Problem statement
Rewrite all of the records below, replacing every "outline" with "contour" and keeping everything else the same.

════

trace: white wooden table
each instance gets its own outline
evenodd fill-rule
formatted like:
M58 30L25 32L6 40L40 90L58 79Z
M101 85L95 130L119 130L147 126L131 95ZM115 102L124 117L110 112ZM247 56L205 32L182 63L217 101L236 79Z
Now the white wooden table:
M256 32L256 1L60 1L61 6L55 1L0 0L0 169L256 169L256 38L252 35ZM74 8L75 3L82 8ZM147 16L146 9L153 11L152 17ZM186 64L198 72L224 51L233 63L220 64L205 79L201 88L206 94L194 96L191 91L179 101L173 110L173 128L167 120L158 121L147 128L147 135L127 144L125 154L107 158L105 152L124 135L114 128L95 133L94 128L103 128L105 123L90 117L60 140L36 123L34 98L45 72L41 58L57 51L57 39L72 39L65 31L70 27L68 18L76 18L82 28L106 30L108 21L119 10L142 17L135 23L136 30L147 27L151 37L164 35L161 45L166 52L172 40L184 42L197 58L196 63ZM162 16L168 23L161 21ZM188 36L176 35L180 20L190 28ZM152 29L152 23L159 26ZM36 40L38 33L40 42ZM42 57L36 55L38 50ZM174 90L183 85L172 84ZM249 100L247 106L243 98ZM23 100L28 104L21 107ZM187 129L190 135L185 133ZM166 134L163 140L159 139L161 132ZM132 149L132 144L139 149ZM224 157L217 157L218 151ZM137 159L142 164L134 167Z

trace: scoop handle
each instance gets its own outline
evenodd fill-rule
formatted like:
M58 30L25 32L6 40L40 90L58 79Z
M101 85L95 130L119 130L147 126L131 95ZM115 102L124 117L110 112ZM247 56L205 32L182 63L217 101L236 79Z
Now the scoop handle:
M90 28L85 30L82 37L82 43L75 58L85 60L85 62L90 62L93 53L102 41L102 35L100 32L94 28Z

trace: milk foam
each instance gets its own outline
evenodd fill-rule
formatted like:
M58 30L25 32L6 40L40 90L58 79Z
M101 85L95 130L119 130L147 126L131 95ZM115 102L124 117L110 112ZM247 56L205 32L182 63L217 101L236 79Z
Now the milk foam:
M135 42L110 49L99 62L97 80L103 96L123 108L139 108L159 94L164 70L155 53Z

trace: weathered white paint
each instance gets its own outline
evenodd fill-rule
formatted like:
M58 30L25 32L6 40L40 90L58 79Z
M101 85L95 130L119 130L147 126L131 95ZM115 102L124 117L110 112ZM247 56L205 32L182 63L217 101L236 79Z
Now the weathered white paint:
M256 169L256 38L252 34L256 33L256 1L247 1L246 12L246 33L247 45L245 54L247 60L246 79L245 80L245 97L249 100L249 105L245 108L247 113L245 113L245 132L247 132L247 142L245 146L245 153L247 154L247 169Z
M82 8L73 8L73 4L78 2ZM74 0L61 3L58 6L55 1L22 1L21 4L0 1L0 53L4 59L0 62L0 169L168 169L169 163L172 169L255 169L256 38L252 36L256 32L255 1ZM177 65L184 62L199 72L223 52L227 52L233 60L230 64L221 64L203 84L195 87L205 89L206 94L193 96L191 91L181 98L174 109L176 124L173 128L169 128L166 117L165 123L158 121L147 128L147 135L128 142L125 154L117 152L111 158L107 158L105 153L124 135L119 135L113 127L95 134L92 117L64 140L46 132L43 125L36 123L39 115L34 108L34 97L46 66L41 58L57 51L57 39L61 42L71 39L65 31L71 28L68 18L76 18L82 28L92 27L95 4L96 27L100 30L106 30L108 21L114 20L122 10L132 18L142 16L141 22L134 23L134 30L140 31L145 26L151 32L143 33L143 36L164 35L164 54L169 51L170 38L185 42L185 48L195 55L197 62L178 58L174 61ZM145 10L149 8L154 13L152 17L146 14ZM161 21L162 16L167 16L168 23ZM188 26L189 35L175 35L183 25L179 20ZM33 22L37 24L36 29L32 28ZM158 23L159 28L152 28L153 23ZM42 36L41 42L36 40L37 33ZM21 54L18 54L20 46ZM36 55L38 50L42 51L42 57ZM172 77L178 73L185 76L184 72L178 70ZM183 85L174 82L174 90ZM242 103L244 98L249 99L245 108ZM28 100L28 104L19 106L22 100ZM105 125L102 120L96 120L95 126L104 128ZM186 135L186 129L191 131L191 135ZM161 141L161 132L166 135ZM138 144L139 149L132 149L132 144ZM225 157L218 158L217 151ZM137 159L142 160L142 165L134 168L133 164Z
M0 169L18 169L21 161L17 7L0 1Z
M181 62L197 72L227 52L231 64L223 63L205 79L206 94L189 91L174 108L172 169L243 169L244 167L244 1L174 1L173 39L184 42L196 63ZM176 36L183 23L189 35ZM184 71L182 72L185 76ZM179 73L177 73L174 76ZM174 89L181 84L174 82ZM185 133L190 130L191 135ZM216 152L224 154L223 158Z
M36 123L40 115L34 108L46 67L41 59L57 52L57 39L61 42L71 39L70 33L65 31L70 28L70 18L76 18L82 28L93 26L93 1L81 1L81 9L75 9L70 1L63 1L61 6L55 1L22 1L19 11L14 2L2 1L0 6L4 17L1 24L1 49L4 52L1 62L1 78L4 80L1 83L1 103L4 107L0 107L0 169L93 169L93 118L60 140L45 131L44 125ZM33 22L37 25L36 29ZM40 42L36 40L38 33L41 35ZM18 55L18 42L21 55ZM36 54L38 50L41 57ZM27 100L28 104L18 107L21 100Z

════

Answer to the problem
trace: white wooden table
each instance gets its own contour
evenodd fill-rule
formatted like:
M58 30L25 32L6 40L40 90L58 79Z
M101 85L95 130L119 130L147 126L131 95ZM115 102L124 117L110 112ZM247 56L205 32L182 63L217 101L236 79Z
Now the white wooden table:
M256 32L256 1L60 1L61 6L55 1L0 0L0 169L256 169L256 38L252 35ZM74 8L75 3L82 8ZM147 16L146 9L153 11L152 17ZM186 64L198 72L224 51L233 63L220 64L205 79L201 88L206 94L194 96L191 91L179 101L173 110L173 128L167 120L158 121L147 128L147 135L127 144L125 154L107 158L105 152L124 135L114 128L95 133L94 128L103 128L105 123L90 117L60 140L36 123L34 98L45 72L41 58L57 51L57 39L72 39L65 31L70 27L68 18L76 18L82 28L106 30L108 21L119 10L142 17L135 23L136 30L147 27L151 37L164 35L161 45L166 52L172 40L184 42L197 58L196 63ZM162 16L168 23L161 21ZM188 36L176 35L180 20L190 28ZM152 29L152 23L159 26ZM36 40L38 33L40 42ZM42 57L36 55L38 50ZM174 90L183 85L172 84ZM249 100L247 106L243 98ZM23 100L28 104L21 107ZM187 129L190 135L185 133ZM166 134L163 140L159 139L161 132ZM132 149L132 144L139 149ZM224 157L217 157L218 151ZM137 159L142 164L134 167Z

trace: scoop handle
each instance gets its own contour
evenodd fill-rule
formatted like:
M58 30L25 32L6 40L40 90L58 79Z
M101 85L95 130L119 130L147 126L131 95ZM115 102L124 117L110 112ZM247 56L205 32L182 63L217 101L236 79Z
Now the scoop handle:
M90 28L85 30L82 37L82 43L75 58L85 60L85 62L90 62L93 53L102 41L102 35L100 32L94 28Z

trace: milk foam
each instance gets its own contour
evenodd fill-rule
formatted like:
M58 30L25 32L6 40L40 90L58 79Z
M101 85L95 130L119 130L147 126L131 95ZM115 102L124 117L110 112ZM247 56L205 32L182 63L217 101L236 79Z
Now the milk foam:
M135 42L110 49L99 62L97 80L103 96L123 108L139 108L159 94L164 70L155 53Z

trace: weathered white paint
each instance gets its own contour
evenodd fill-rule
formatted like:
M58 30L25 32L6 40L40 90L58 79Z
M101 85L95 130L119 130L147 126L131 95ZM115 102L124 117L110 112ZM247 56L205 32L182 63L217 101L236 79Z
Now the weathered white paint:
M256 169L256 38L252 34L256 33L256 1L247 1L246 12L246 33L247 45L245 54L247 60L246 79L245 80L245 97L249 100L249 105L245 108L247 113L245 113L245 132L247 132L247 142L245 146L245 153L247 154L247 169Z
M82 8L73 8L73 4L78 2ZM74 0L61 3L58 6L55 1L22 1L21 4L0 1L0 53L4 59L0 62L0 169L168 169L169 163L172 169L255 169L256 38L252 36L256 32L255 1ZM177 65L184 62L199 72L223 52L227 52L233 60L230 64L221 64L203 84L195 87L205 89L206 94L193 96L191 91L181 98L174 109L176 124L173 128L169 128L166 117L165 123L158 121L147 128L147 135L128 142L125 154L117 152L111 158L107 158L105 153L124 135L119 135L113 127L95 134L92 117L64 140L46 132L43 125L36 123L39 115L34 108L34 97L46 66L41 58L57 51L57 39L61 42L71 39L65 31L71 28L68 18L76 18L82 28L92 27L95 4L96 27L100 30L106 30L108 21L114 20L122 10L132 18L142 16L141 22L134 23L134 30L140 31L145 26L151 32L143 33L143 36L164 35L164 54L169 51L170 38L185 42L185 48L195 55L197 62L178 58L174 61ZM145 10L149 8L154 13L152 17L146 14ZM161 21L162 16L167 16L168 23ZM188 26L189 35L175 35L183 25L179 20ZM33 22L37 24L36 29L32 28ZM158 23L159 28L152 28L153 23ZM42 36L41 42L36 40L37 33ZM21 54L18 54L20 46ZM36 55L38 50L42 51L42 57ZM172 77L178 73L185 76L184 72L178 70ZM183 85L174 82L174 90ZM242 103L244 98L249 99L245 108ZM28 100L28 104L19 106L22 100ZM105 125L102 120L96 120L95 126L104 128ZM186 135L186 129L191 131L191 135ZM161 141L161 132L166 135ZM138 144L139 149L132 149L132 144ZM225 157L218 158L217 151ZM137 159L142 160L142 165L134 168L133 164Z
M0 169L18 169L21 161L17 7L0 1Z
M181 62L197 72L227 52L231 64L223 63L205 79L206 94L189 91L174 108L172 169L243 169L244 167L244 1L174 1L173 39L184 42L196 63ZM176 36L183 23L189 35ZM184 71L182 72L185 76ZM179 73L177 73L174 76ZM174 89L181 84L174 82ZM185 133L190 130L191 135ZM216 152L224 154L223 158Z
M36 123L40 115L34 108L46 67L41 59L57 52L57 39L61 42L71 39L70 33L65 31L70 28L70 18L76 18L82 28L93 26L93 1L81 1L81 9L75 9L70 1L63 1L61 6L55 1L22 1L19 11L14 2L2 1L0 6L4 17L1 24L1 49L4 52L1 62L1 78L4 80L1 83L1 103L4 107L0 107L0 169L93 169L93 118L60 140L45 131L44 125ZM33 22L37 25L36 29ZM40 42L36 40L38 33L41 35ZM18 55L18 42L21 55ZM36 54L38 50L41 57ZM27 100L28 104L18 107L21 100Z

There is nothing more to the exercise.